▶ **REQUIRED TASK**:
Transcribe only the part of the listing below that begins at the line containing "Target: blue container" and runs to its final line, keeping both ends.

BEGIN GIVEN DATA

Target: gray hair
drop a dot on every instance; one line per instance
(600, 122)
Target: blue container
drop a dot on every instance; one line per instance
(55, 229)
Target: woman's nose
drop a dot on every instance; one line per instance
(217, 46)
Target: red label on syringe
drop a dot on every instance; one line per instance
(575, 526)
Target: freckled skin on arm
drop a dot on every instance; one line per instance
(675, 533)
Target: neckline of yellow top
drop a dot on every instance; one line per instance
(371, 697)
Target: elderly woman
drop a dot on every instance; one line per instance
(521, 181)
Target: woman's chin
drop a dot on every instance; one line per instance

END GIVEN DATA

▶ **THE COMPLETED TASK**:
Target: blue container
drop a dot on every instance; one line per instance
(55, 229)
Target: woman's nose
drop a dot on every instance; one line per instance
(217, 46)
Target: red label on syringe
drop a dot on every instance; one line per instance
(575, 526)
Target: freckled skin on arm
drop a dot on every instance; one line per instance
(675, 533)
Target: neckline of yellow top
drop a dot on every instance; one line per instance
(371, 697)
Target: elderly woman
drop a dot on every instance; one line per instance
(521, 181)
Target: woman's chin
drop a dot on every instance; one line per instance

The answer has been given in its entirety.